**Given request:**
Copy everything in the listing below from the line containing "For the benchmark card, identify each instance of the orange" down to the final line of the listing, leaving the pictures out.

======== Dataset ========

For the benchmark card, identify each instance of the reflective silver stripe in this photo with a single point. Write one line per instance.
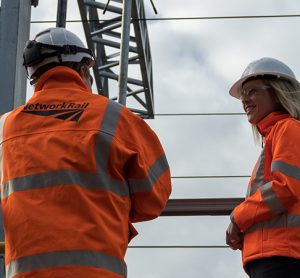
(66, 258)
(271, 199)
(259, 178)
(107, 132)
(285, 168)
(64, 177)
(282, 221)
(159, 167)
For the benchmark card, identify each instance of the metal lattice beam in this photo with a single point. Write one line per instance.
(189, 207)
(104, 36)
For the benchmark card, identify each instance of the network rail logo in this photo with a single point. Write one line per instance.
(63, 111)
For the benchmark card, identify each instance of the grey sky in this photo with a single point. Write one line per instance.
(194, 64)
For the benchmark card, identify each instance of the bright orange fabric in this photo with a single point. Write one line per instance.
(270, 216)
(69, 137)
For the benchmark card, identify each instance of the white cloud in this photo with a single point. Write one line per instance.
(194, 63)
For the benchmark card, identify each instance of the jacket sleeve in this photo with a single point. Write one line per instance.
(147, 170)
(278, 195)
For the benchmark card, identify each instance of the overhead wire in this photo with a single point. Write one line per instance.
(176, 246)
(181, 18)
(187, 114)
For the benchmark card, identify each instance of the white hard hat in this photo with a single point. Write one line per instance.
(54, 45)
(263, 67)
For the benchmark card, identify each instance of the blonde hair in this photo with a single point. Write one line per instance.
(288, 94)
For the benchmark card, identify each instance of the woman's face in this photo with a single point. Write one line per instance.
(258, 100)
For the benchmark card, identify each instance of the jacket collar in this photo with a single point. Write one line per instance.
(60, 77)
(265, 125)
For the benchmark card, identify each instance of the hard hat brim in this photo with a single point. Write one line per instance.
(235, 88)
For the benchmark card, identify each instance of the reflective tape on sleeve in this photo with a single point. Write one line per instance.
(66, 258)
(271, 199)
(282, 221)
(286, 169)
(259, 175)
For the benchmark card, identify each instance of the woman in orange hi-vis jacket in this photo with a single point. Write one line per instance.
(77, 170)
(266, 226)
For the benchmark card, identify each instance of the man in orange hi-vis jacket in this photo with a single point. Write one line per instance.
(266, 226)
(77, 170)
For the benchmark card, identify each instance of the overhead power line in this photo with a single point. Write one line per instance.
(199, 114)
(210, 177)
(183, 18)
(176, 246)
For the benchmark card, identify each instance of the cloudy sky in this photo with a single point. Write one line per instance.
(195, 62)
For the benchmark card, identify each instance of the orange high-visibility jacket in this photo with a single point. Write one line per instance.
(77, 170)
(270, 215)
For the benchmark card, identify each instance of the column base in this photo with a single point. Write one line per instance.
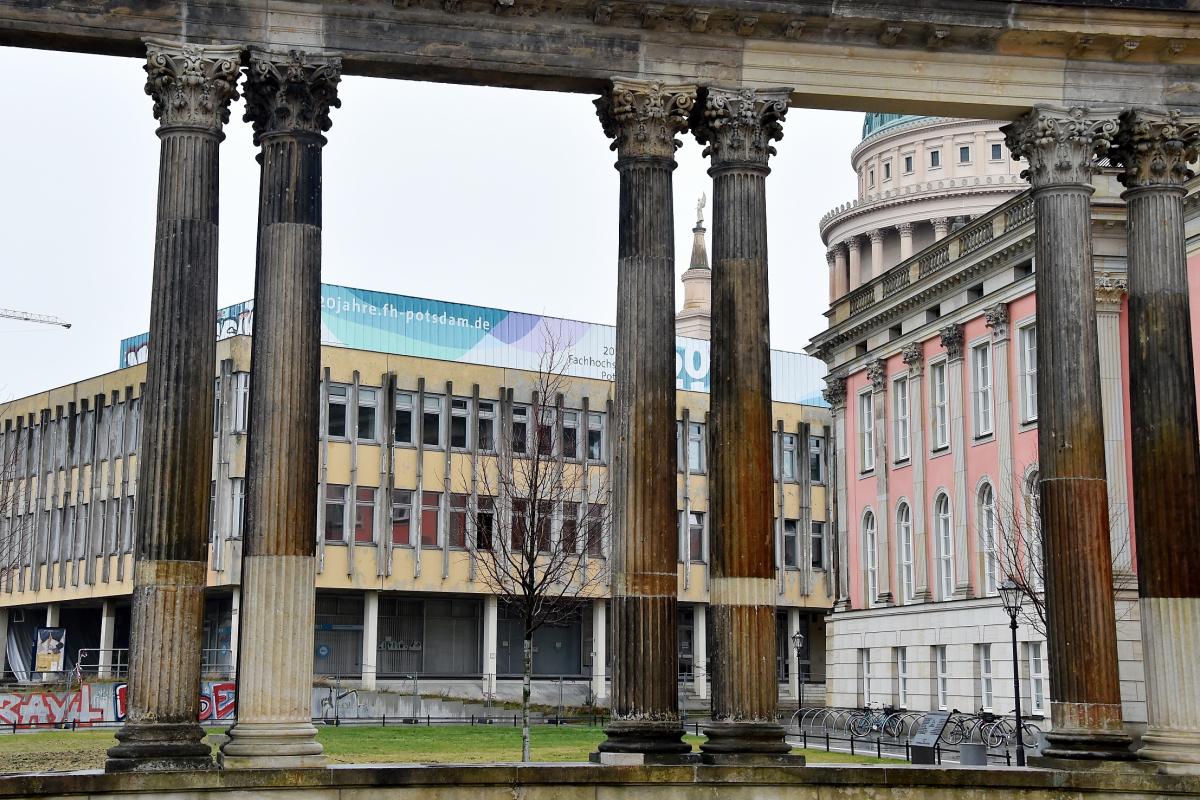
(159, 747)
(271, 745)
(659, 737)
(757, 738)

========

**Answer below:**
For the benchmark card, identify each instance of the orange high-visibility jacket in this photo with a single point. Write one line per instance.
(77, 170)
(270, 215)
For the benchmark card, identify each instance of the column base in this photo with a single point. Write one line per instance.
(159, 747)
(271, 745)
(659, 737)
(757, 738)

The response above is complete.